[[ Excerpted text, beginning ]]

With increasing frequency the Lockton Compliance team is asked, “Is my health plan required to cover maternity expenses for dependent children?”
With two – maybe three – notable exceptions, we believe the answer is “no.”
In the pre-Affordable Care Act (ACA) era, it was typical for employer-sponsored group health plans to exclude coverage of expenses related to a dependent child’s pregnancy. In short, the child could be covered by their parent’s insurance plan, but that plan excluded benefits for services related to the child’s pregnancy, including labor and delivery.
The federal Pregnancy Discrimination Act (PDA) has long required a health plan to treat pregnancy like any other medical condition and prohibits subjecting maternity expenses to less generous or more restrictive rules (deductibles, coinsurance, copayments, access to prescription drugs, laboratory services, etc.) than those applied to other medical conditions under the plan.
But while the PDA protects female employees and female spouses of employees, it does not protect female children of employees.
State insurance law can require an insurance company to provide coverage for dependent-child pregnancy, but it can’t require an ERISA employer’s self-insured plan to provide the coverage. ERISA blocks the application of state insurance law to a self-funded plan.
Lockton comment: How do you know if your fully insured health plan is required to cover expenses related to a dependent child’s pregnancy? The insurance contract and evidence of coverage booklet, and likely the plan’s summary of benefits and coverage issued by the insurer, will include that coverage.
Enter the Affordable Care Act
The ACA muddied the waters of dependent-child maternity coverage in three ways.
First, among the ACA’s many coverage mandates are requirements that employees’ children remain eligible for coverage until age 26, regardless of dependency or full-time student status, and that a non-grandfathered plan cover certain preventive care at no out-of-pocket expense to the insured.
Various screenings for pregnant women, breast-feeding support and other prenatal services are included as recommended preventive services that must be provided to enrollees, including the employees’ enrolled children, at no cost.
But this requirement extends only to those recommended services that qualify as preventive services under the ACA and would not include the costs associated with labor and delivery.
Second, the ACA includes maternity care as an “essential health benefit” (EHB). Individual and small-group fully insured plans must cover all EHBs, and such policies provide an avenue for maternity coverage for an employee’s enrolled child; however, large-group fully insured plans and all self-insured plans are not required by the ACA to cover EHBs. Rather, they cannot include dollar limits on the EHBs they do cover.
Lockton comment: Excluding all benefits for a condition is not considered a lifetime or annual dollar limit. Therefore, excluding coverage for non-preventive maternity care for enrolled children is not considered a violation of the prohibition on dollar limits.
Third, the ACA includes a broad nondiscrimination rule that applies not to all employers, but to entities receiving federal healthcare funding. The provision, known as Section 1557, prohibits those entities from discriminating, including on the basis of gender, “in any health program or activity.”
Several years ago a number of hospital systems were sued under Section 1557 for not providing maternity coverage for their covered employees’ enrolled dependent daughters, but it’s unclear when or how that litigation will be resolved. There is currently no clear precedent for the notion that Section 1557 requires the coverage.
So Where Does This Leave Us?
Some fully insured plans, even in the large group market, might cover dependent pregnancy pursuant to state insurance law; the applicable insurance contract should reflect that coverage.
Based on current guidance, however, employers who sponsor self-insured plans or who offer fully insured, large-group coverage under a policy not subject to such a state insurance law requiring dependent pregnancy benefits, can continue to exclude coverage of dependent pregnancies, outside of those prenatal services that are considered preventive services under the ACA.

[[ Excerpted text, end ]]
[[ Material provided, beginning ]]

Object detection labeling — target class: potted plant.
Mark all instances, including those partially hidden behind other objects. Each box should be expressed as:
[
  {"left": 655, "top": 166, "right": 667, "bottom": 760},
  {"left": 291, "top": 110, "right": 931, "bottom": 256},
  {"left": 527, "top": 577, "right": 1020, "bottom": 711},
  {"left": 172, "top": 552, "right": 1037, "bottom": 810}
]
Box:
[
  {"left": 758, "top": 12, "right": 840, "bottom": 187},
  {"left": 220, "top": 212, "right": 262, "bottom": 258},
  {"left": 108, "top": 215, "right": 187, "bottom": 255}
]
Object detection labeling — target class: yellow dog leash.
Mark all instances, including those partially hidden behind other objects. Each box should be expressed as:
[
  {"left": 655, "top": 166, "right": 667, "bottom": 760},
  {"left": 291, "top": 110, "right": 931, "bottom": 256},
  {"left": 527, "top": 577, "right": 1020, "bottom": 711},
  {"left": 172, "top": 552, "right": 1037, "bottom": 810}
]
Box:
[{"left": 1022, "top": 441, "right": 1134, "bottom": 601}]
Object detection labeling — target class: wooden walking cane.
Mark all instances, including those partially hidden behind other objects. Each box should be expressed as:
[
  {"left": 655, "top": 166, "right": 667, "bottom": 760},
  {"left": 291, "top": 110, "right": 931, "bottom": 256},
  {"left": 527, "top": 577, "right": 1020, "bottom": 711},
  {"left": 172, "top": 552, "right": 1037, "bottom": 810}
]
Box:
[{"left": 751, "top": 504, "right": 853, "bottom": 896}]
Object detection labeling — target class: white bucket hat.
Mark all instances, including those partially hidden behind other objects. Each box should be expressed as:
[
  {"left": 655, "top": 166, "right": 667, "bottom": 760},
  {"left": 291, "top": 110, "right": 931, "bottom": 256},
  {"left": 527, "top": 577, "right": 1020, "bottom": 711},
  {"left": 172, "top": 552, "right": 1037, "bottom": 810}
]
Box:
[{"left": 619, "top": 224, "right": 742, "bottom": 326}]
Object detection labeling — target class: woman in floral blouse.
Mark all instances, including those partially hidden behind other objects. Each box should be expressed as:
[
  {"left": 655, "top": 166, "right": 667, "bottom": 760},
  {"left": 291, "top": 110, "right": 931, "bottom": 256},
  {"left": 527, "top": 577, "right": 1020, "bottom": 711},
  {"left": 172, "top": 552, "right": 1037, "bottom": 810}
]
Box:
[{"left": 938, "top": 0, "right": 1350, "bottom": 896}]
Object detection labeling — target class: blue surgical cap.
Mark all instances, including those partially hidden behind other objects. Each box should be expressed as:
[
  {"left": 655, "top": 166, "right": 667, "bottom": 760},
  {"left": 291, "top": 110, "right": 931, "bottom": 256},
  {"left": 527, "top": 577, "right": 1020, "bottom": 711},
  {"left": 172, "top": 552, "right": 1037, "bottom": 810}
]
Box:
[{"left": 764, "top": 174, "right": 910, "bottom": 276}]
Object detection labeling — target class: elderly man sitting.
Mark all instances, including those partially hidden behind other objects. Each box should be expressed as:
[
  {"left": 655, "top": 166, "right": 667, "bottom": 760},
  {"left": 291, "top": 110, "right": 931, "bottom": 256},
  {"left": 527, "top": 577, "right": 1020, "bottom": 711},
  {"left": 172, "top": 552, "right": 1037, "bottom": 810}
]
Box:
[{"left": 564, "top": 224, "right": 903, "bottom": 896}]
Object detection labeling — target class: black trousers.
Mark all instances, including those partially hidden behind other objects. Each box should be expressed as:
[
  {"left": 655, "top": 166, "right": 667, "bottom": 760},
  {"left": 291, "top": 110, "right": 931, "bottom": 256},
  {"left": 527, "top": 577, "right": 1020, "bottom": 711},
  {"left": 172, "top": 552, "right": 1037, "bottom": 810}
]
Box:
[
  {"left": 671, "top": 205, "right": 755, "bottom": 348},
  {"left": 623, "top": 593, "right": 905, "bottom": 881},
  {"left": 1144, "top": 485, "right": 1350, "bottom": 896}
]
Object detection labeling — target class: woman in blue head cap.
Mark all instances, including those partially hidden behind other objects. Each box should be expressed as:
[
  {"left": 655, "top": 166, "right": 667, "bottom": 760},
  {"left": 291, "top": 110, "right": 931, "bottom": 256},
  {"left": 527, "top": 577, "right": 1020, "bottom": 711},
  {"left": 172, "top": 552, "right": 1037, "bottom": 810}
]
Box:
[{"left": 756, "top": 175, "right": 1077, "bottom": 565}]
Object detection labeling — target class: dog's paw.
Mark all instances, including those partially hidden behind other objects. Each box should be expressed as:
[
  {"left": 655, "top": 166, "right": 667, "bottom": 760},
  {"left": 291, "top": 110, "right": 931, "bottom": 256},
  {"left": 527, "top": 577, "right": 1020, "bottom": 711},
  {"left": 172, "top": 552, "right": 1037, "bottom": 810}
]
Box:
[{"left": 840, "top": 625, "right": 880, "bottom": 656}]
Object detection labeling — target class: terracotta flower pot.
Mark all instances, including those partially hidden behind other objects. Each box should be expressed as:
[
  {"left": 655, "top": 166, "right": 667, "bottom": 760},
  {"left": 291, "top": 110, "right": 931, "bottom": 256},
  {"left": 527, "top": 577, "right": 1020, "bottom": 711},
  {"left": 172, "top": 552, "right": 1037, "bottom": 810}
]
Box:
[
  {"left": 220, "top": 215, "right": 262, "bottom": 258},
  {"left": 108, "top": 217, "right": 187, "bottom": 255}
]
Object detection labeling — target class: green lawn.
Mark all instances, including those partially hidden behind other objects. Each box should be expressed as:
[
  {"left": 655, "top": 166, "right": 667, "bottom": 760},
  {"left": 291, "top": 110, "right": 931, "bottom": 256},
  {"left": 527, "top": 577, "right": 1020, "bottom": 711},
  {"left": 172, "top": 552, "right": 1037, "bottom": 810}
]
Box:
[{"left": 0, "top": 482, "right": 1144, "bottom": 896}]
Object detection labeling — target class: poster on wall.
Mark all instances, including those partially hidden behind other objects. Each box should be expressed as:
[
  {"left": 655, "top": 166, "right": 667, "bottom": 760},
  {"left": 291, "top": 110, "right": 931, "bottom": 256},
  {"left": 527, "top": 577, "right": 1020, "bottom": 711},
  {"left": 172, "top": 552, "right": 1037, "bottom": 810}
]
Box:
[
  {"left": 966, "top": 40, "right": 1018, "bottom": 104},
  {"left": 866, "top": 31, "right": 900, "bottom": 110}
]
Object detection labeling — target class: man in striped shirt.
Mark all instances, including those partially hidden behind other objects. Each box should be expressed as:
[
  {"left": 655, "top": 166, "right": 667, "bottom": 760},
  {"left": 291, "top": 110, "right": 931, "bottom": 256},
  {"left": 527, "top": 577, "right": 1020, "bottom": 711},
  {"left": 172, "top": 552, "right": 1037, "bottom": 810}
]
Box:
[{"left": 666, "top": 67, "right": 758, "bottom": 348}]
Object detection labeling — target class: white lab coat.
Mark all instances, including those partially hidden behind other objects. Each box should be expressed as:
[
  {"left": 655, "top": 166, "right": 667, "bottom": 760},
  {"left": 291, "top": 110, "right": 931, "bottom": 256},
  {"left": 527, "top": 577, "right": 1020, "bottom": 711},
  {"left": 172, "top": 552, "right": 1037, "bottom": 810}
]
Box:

[[ Material provided, end ]]
[[ Material provided, beginning ]]

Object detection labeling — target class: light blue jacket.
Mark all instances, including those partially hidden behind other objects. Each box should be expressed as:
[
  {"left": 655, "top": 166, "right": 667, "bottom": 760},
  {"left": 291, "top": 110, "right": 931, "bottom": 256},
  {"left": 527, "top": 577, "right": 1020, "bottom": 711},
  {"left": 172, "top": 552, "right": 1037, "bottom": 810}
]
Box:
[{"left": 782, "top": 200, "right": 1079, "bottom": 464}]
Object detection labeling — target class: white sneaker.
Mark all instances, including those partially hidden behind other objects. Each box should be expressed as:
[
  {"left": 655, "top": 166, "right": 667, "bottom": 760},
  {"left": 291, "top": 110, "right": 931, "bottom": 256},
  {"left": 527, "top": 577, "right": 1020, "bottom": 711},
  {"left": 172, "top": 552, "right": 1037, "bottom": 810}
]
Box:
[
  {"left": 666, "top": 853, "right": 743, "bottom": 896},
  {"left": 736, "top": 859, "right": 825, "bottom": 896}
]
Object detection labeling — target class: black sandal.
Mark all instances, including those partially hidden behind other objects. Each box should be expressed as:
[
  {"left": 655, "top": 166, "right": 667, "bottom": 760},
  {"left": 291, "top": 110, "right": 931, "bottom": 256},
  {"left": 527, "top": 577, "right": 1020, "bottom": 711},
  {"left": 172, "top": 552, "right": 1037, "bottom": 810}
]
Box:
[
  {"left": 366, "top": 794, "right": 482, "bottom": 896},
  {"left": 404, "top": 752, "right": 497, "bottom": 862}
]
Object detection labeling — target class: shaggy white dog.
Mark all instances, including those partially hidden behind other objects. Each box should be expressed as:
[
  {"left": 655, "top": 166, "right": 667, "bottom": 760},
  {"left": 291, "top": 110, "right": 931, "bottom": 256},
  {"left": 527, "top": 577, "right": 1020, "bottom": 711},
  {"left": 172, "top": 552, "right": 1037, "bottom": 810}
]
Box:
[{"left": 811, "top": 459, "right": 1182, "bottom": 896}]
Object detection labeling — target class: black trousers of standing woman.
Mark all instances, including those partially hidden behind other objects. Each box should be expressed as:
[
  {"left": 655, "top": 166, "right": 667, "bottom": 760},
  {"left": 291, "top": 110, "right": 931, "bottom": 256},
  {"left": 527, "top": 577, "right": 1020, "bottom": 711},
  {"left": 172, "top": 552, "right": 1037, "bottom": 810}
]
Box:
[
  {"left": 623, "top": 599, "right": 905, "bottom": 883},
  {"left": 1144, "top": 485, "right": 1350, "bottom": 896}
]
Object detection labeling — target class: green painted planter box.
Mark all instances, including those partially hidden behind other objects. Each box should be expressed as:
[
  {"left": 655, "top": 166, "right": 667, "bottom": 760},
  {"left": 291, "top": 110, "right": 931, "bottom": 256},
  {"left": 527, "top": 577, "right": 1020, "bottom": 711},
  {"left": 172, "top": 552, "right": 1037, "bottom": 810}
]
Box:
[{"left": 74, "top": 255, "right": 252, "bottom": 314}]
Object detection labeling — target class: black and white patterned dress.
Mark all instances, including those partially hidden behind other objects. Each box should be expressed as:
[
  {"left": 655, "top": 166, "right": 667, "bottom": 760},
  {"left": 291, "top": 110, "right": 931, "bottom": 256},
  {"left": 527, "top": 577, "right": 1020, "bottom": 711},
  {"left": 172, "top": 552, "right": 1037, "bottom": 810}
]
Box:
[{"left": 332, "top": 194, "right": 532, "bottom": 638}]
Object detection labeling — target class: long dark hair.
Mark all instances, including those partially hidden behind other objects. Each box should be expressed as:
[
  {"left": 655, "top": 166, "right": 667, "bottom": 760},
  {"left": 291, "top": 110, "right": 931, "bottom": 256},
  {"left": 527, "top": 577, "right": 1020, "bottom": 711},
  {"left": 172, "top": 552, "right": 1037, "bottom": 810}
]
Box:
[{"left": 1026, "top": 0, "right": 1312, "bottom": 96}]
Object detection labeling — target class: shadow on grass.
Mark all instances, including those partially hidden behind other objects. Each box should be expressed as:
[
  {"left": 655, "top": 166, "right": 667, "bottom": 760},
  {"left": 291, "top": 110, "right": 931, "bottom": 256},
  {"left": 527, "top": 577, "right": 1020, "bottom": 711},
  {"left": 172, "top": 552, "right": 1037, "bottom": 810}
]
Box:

[[ Material provided, end ]]

Please set down the stretch of the text on maternity coverage for dependent children from "In the pre-Affordable" through "under the plan.".

[Reply]:
In the pre-Affordable Care Act (ACA) era, it was typical for employer-sponsored group health plans to exclude coverage of expenses related to a dependent child’s pregnancy. In short, the child could be covered by their parent’s insurance plan, but that plan excluded benefits for services related to the child’s pregnancy, including labor and delivery.
The federal Pregnancy Discrimination Act (PDA) has long required a health plan to treat pregnancy like any other medical condition and prohibits subjecting maternity expenses to less generous or more restrictive rules (deductibles, coinsurance, copayments, access to prescription drugs, laboratory services, etc.) than those applied to other medical conditions under the plan.